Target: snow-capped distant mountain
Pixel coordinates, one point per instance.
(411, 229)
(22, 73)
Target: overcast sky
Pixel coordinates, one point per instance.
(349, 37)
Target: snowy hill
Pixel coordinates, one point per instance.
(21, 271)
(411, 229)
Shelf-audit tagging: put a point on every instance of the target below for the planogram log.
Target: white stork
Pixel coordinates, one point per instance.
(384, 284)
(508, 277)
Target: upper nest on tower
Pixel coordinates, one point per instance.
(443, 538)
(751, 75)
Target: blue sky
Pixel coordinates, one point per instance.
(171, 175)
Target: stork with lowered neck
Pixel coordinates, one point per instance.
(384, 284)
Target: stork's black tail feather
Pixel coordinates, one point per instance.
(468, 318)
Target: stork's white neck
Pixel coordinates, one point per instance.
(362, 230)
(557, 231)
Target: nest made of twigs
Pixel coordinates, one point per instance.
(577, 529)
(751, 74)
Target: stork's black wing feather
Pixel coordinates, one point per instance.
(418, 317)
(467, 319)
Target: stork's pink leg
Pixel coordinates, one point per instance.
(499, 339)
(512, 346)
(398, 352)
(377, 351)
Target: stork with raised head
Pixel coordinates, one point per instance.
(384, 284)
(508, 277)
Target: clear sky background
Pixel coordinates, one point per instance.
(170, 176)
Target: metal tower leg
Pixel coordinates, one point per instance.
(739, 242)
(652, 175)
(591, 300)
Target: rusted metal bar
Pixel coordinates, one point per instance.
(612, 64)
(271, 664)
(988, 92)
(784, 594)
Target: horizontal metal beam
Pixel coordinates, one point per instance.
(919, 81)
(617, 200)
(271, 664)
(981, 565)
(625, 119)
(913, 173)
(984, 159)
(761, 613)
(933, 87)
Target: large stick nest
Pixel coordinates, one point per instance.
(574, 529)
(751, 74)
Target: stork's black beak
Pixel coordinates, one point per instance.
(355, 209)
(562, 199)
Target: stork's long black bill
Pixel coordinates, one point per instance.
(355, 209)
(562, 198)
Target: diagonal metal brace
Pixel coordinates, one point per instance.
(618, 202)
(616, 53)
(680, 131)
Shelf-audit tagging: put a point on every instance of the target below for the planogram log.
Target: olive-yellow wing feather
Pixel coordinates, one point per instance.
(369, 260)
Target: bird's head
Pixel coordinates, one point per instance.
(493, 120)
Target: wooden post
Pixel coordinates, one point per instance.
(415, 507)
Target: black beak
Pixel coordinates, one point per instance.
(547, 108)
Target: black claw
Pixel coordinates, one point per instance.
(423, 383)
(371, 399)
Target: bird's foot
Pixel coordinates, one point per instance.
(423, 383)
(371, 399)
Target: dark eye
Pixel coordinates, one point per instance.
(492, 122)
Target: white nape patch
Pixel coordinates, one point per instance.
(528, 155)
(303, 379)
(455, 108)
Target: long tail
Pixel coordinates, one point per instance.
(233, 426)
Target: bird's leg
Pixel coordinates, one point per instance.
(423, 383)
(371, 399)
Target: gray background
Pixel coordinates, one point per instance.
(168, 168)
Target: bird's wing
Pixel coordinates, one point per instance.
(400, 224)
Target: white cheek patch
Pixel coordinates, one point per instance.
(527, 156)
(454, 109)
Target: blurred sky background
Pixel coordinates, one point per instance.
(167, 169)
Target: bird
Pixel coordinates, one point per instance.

++++++++++

WHAT THIS TASK INVOLVES - Report how many lines of the listing hold the word "beak", with nothing but the number.

ANSWER BOX - 2